◆ Texte à lire:
8. — M. de Voltaire vient de répandre une petite brochure de cinquante-six pages in-8°, intitulée : Dieu ; Réponse au Système de la Nature. Il parle de cet ouvrage, comme tiré d’un autre qui n’a point paru, en plusieurs volumes, intitulé : Questions sur l’Encyclopédie. Quoi qu’il en soit, dans ce petit essai l’auteur prétend que celui du Système de la Nature s’est trop laissé aller à son horreur pour le fanatisme, ou à son mépris pour les méthodes employées dans l’École à la démonstration de l’Être suprême. Il lui abandonne le dieu des prêtres et celui des théologiens ; mais il lui demande grâce pour le dieu des honnêtes gens. Il rapporte à l’appui de son assertion tous les lieux communs déjà épuisés à cet égard ; il étale une érudition dont il aime à se parer dans ces sortes d’ouvrages ; il y mêle cet esprit de plaisanterie, ce ton ironique, ces invectives qu’il a continuellement à la bouche contre ses ennemis, ou contre ceux qui n’adoptent pas ses opinions ; et il réfute si mal le philosophe qu’il prétend combattre, que ce pamphlet peut passer pour le traité d’athéisme le plus formidable, par l’adresse avec laquelle M. de Voltaire a rapproché les divers argumens de son adversaire, qui restent dans toute leur force, et n’en reçoivent que davantage par cette réunion lumineuse, rapide et serrée.

Au moyen du soin qu’a eu M. de Voltaire d’extraire ainsi le livre du Système de la Nature, ouvrage en trois volumes in-8°, où tout le monde ne pouvait pas mordre, et qui n’était fait que pour les têtes fortement organisées, l’athéisme, ainsi dégagé de toute la forme syllogistique, enrichi de toutes les grâces du style et de tout le piquant de la satire, va se répandre sur toutes les toilettes et infecter les esprits les plus frivoles.

10. — Le sieur Le Kain forme, pour la Comédie Française, un acteur[5] dans le tragique, dont il donne les plus grandes espérances, quant au talent. Il a cinq pieds six pouces, de grands yeux noirs, des sourcils très-prononcés, le reste de la figure à l’avenant : il n’a dix-neuf ans. Déjà cet Adonis porte le désordre dans le sérail des actrices : mademoiselle Dubois surtout a jeté son dévolu sur lui ; elle a déclaré qu’elle voulait jouer les rôles de toutes les pièces où il paraîtrait, et sous prétexte de faire des répétitions avec lui, elle l’attire chez elle ; ce qui donne une jalousie prodigieuse à ses consœurs.

Enregistrements conservés
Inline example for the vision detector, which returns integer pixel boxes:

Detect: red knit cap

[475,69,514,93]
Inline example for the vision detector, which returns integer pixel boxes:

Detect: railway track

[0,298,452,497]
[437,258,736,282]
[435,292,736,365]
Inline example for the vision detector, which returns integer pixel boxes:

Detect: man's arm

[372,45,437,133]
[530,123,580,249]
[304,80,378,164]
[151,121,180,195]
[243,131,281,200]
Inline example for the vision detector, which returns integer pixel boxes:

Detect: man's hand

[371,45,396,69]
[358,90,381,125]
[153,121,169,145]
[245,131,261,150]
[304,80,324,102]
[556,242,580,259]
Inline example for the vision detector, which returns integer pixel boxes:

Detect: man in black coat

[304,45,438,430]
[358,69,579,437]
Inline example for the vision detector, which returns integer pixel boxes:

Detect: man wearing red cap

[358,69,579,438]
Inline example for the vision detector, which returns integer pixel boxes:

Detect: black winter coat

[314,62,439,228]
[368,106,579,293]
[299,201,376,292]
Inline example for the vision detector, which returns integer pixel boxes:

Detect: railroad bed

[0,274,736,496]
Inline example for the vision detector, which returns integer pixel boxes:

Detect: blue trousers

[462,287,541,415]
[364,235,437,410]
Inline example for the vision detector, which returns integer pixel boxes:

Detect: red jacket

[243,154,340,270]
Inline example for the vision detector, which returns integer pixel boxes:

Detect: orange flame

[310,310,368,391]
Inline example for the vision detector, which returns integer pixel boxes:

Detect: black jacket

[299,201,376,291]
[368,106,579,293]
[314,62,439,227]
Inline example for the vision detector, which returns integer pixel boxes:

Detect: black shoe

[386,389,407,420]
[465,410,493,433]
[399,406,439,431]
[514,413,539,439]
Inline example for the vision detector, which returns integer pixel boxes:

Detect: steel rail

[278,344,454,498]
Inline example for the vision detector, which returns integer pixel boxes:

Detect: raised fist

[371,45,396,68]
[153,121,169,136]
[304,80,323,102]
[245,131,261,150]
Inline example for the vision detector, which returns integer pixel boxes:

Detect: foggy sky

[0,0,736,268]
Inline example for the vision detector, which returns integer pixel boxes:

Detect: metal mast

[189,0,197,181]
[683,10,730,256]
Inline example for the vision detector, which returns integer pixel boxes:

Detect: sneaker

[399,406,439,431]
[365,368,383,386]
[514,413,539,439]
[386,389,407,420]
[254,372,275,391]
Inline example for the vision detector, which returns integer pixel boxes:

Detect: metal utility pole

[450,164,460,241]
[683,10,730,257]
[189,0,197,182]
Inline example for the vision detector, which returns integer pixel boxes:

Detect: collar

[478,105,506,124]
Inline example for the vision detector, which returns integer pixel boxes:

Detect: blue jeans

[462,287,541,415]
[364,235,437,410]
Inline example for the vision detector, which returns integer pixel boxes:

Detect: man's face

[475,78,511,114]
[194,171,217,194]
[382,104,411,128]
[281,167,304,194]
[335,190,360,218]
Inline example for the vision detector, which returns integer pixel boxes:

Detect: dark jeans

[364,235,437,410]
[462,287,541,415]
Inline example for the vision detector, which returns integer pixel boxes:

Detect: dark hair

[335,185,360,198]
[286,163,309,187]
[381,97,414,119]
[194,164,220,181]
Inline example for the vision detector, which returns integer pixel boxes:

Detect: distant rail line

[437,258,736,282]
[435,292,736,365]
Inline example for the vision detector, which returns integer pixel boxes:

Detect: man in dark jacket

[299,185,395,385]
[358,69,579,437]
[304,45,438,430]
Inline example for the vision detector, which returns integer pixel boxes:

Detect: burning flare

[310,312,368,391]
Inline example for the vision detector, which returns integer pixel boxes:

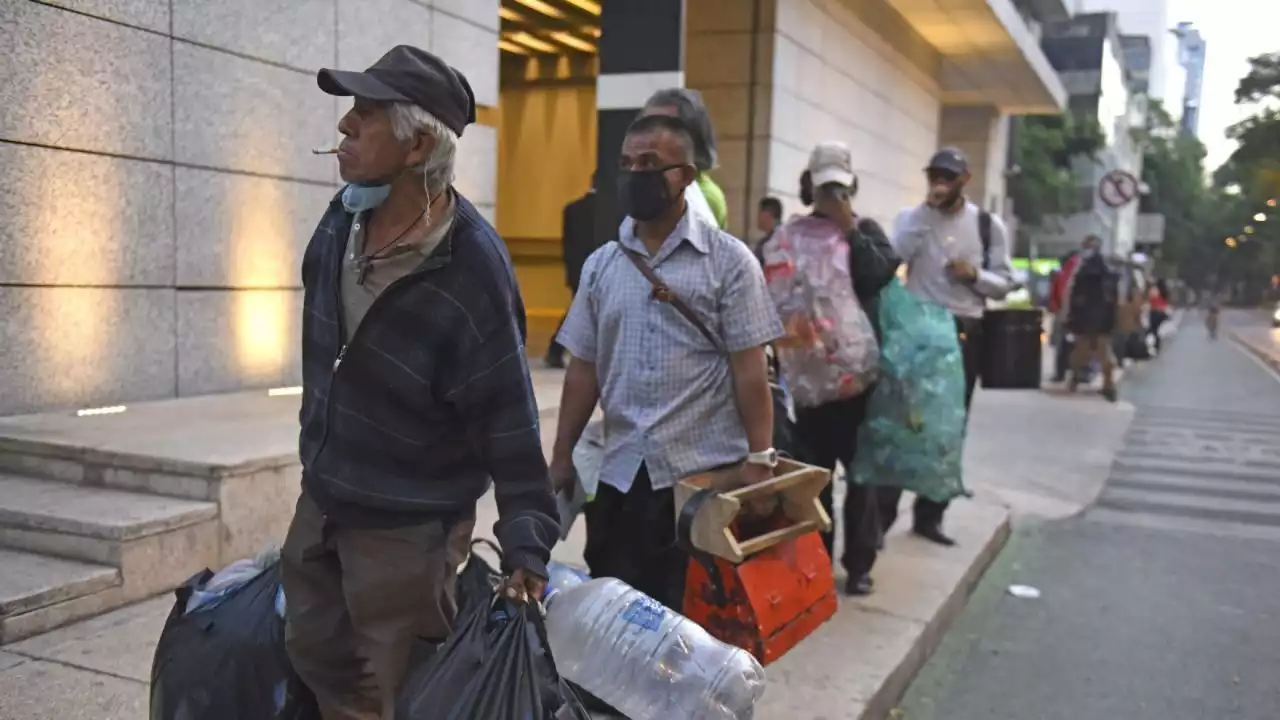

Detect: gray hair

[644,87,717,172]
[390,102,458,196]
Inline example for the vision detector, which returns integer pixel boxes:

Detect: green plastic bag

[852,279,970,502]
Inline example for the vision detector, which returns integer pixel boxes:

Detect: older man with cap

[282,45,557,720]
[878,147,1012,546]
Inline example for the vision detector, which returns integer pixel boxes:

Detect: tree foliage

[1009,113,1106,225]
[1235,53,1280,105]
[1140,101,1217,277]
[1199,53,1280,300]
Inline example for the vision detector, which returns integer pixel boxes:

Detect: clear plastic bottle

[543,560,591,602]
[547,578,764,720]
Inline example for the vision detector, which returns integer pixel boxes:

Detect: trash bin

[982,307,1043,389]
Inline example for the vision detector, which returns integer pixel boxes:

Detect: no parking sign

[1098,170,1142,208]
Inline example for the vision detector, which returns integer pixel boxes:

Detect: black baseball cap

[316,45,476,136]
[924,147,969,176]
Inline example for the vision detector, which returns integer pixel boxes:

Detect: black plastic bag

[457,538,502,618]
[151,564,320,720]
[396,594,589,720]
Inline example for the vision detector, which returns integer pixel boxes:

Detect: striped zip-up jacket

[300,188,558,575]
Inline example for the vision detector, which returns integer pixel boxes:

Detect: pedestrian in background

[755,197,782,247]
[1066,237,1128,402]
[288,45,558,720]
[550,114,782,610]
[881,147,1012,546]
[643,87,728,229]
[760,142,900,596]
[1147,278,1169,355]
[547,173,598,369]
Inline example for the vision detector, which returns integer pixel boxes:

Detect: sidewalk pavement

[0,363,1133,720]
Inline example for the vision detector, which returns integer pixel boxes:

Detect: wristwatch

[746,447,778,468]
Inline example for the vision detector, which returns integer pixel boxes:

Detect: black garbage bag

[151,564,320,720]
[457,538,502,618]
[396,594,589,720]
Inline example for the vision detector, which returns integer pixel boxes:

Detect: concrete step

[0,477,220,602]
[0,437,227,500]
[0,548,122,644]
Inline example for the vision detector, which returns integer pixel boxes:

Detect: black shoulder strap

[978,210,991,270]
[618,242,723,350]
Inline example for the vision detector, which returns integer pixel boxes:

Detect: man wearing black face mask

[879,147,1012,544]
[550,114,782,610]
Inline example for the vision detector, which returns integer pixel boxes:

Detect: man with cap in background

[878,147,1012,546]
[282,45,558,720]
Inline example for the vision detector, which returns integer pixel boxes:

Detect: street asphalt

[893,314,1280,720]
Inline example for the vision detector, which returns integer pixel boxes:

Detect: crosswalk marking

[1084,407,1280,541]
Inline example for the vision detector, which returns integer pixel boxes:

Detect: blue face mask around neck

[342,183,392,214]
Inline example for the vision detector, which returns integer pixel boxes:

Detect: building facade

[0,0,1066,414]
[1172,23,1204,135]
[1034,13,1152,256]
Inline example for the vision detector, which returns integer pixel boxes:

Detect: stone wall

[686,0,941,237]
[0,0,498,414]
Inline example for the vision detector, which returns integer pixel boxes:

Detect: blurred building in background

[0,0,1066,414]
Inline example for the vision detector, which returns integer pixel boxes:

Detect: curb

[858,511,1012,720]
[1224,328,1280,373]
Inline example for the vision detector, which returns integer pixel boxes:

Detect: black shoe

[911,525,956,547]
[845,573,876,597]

==

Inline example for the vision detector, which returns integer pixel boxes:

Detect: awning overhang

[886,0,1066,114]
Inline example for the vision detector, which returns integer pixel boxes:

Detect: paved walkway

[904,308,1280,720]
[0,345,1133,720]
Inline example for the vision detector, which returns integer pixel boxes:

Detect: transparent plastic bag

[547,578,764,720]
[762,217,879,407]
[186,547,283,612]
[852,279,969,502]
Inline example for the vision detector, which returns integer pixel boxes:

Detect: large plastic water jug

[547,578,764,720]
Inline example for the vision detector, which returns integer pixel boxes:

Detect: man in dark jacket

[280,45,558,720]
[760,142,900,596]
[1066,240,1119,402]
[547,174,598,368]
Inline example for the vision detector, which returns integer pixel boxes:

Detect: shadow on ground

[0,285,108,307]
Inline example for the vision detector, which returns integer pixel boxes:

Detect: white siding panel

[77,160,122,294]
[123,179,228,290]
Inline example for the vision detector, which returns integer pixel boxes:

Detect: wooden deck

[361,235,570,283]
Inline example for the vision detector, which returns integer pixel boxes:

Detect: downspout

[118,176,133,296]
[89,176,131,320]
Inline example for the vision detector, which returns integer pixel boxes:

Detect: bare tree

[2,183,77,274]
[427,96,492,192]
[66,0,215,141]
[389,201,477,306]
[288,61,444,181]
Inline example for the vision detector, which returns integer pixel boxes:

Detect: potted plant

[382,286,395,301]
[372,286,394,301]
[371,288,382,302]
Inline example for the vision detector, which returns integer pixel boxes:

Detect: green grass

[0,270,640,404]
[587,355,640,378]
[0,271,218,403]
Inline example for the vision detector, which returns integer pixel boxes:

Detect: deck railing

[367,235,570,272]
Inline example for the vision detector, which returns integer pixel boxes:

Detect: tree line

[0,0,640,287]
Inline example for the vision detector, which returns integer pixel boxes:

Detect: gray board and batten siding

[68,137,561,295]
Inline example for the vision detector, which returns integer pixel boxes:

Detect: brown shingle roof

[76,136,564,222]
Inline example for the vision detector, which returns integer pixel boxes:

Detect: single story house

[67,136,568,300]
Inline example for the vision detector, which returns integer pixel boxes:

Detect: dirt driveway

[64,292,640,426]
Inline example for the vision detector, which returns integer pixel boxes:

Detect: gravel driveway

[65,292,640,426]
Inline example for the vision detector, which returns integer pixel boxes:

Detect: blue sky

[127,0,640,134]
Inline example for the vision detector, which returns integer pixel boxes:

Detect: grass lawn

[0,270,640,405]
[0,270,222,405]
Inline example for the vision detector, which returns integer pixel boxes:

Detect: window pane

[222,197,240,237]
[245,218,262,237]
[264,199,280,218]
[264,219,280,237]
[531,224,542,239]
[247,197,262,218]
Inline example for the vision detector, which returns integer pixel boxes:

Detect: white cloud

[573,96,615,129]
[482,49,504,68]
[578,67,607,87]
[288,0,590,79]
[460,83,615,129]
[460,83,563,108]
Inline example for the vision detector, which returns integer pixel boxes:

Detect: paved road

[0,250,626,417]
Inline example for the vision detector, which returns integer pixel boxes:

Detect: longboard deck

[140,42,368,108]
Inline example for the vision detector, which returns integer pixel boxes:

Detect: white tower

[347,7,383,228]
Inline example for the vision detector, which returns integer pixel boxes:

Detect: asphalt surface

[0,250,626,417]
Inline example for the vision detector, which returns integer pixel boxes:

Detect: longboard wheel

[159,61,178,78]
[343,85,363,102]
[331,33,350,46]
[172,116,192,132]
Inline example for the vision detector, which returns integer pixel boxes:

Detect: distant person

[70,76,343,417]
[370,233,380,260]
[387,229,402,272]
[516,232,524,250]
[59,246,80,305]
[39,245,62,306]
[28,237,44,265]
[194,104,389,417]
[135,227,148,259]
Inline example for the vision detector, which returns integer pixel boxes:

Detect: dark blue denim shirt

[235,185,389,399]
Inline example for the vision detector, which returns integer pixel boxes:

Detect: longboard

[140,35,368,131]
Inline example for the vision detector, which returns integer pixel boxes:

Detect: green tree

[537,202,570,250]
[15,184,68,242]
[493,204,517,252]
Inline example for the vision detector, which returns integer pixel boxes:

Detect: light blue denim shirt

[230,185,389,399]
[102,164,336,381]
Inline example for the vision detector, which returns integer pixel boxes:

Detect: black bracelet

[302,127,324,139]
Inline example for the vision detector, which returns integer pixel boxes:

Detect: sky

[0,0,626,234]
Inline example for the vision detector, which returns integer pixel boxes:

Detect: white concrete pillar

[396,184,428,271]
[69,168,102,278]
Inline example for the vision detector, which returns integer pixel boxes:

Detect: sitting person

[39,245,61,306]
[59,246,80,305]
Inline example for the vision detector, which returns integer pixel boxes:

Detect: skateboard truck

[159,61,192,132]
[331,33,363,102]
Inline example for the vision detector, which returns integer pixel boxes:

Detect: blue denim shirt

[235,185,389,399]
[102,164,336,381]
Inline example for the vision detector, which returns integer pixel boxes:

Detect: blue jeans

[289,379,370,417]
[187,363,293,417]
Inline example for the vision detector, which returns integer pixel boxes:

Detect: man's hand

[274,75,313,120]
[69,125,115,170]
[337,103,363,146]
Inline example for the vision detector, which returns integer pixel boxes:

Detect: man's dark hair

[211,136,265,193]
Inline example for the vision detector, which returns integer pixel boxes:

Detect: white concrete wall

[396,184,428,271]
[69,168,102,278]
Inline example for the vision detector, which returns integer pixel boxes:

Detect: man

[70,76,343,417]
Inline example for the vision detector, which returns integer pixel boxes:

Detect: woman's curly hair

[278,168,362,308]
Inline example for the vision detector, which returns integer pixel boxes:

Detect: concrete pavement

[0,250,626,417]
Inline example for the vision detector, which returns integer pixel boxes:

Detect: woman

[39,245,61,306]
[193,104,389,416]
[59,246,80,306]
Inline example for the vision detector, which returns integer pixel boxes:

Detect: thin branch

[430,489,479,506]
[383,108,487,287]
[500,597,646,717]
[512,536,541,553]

...

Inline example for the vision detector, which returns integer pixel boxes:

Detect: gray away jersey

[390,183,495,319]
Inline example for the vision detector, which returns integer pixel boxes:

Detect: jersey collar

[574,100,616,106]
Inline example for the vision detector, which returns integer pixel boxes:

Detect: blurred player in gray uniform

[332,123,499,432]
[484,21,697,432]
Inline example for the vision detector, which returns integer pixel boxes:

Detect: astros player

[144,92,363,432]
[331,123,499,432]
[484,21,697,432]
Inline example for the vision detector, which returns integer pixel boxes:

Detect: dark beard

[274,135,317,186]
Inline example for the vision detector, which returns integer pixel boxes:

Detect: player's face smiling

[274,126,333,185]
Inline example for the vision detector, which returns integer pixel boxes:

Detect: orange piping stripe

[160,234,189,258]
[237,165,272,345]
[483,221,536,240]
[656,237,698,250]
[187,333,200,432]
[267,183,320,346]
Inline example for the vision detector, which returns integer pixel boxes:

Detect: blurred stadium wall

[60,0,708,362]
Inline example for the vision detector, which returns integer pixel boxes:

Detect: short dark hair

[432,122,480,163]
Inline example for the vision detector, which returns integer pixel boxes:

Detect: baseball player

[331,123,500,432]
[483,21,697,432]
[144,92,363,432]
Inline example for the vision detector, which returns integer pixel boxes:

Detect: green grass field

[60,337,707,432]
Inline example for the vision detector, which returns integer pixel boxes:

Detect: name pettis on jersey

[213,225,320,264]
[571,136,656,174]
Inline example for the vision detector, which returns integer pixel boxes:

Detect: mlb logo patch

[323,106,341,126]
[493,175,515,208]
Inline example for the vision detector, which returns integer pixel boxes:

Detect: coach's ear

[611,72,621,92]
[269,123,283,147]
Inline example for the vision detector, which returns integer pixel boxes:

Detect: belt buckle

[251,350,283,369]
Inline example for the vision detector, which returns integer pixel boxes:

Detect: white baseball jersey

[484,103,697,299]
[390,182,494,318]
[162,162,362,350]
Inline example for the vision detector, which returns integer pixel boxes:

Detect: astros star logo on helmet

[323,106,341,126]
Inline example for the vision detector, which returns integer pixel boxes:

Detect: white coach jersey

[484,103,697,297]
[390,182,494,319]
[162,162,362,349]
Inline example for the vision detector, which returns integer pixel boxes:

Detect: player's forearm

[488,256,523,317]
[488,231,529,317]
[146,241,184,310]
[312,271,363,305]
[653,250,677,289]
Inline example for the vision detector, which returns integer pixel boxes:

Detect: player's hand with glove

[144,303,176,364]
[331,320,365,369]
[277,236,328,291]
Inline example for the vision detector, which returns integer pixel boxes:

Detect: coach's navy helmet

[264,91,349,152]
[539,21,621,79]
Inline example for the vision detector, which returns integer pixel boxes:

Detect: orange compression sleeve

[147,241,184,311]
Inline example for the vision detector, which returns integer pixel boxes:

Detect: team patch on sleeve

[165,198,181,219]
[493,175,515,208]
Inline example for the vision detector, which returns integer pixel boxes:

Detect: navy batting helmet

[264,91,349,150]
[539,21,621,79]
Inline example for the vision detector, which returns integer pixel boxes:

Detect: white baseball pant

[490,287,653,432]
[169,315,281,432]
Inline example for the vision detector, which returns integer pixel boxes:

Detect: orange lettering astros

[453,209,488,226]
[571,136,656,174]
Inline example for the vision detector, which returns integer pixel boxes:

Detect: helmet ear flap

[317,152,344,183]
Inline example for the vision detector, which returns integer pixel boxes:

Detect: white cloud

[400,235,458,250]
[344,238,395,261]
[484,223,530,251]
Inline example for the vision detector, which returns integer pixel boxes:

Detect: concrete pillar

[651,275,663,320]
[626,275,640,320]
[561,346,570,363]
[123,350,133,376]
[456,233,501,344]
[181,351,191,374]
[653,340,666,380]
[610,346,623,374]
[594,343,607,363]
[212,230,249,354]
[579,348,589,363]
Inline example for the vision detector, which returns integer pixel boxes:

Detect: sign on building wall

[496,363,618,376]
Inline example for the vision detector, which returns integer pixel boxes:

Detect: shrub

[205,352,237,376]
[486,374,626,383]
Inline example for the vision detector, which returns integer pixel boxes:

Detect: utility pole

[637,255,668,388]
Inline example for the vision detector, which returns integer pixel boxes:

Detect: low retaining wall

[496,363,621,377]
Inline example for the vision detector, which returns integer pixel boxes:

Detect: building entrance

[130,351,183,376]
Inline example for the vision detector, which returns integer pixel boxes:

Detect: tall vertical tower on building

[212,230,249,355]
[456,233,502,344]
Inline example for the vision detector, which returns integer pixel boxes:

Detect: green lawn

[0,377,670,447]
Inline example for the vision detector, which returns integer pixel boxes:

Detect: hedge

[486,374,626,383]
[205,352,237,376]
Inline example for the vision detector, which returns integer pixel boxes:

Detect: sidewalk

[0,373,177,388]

◆ Consignes:
(A) Réécrivez plus brièvement le paragraphe du texte à lire qui commence par « Au moyen du soin », en gardant ses faits essentiels.
(B) Les affirmations suivantes s'accordent-elles avec le texte à lire ? (i) La brochure de Voltaire compte cinquante-six pages. (ii) Les Questions sur l'Encyclopédie ont déjà paru. (iii) Le Kain forme un acteur pour l'Opéra. Pour chacune, répondez oui ou non et citez les mots du texte qui en décident.
Les lignes n'ont aucun rôle dans cet exercice.

◆ Corrigé:
(A) Voltaire a ainsi résumé le Système de la Nature, un ouvrage en trois volumes in-8° fait seulement pour les têtes fortement organisées. Grâce à ce résumé, l'athéisme, dégagé de la forme syllogistique et paré des grâces du style et du piquant de la satire, va se répandre sur toutes les toilettes et infecter les esprits les plus frivoles.

(B)
(i) Oui : « une petite brochure de cinquante-six pages in-8° ».
(ii) Non : « un autre qui n’a point paru ».
(iii) Non : « Le sieur Le Kain forme, pour la Comédie Française ».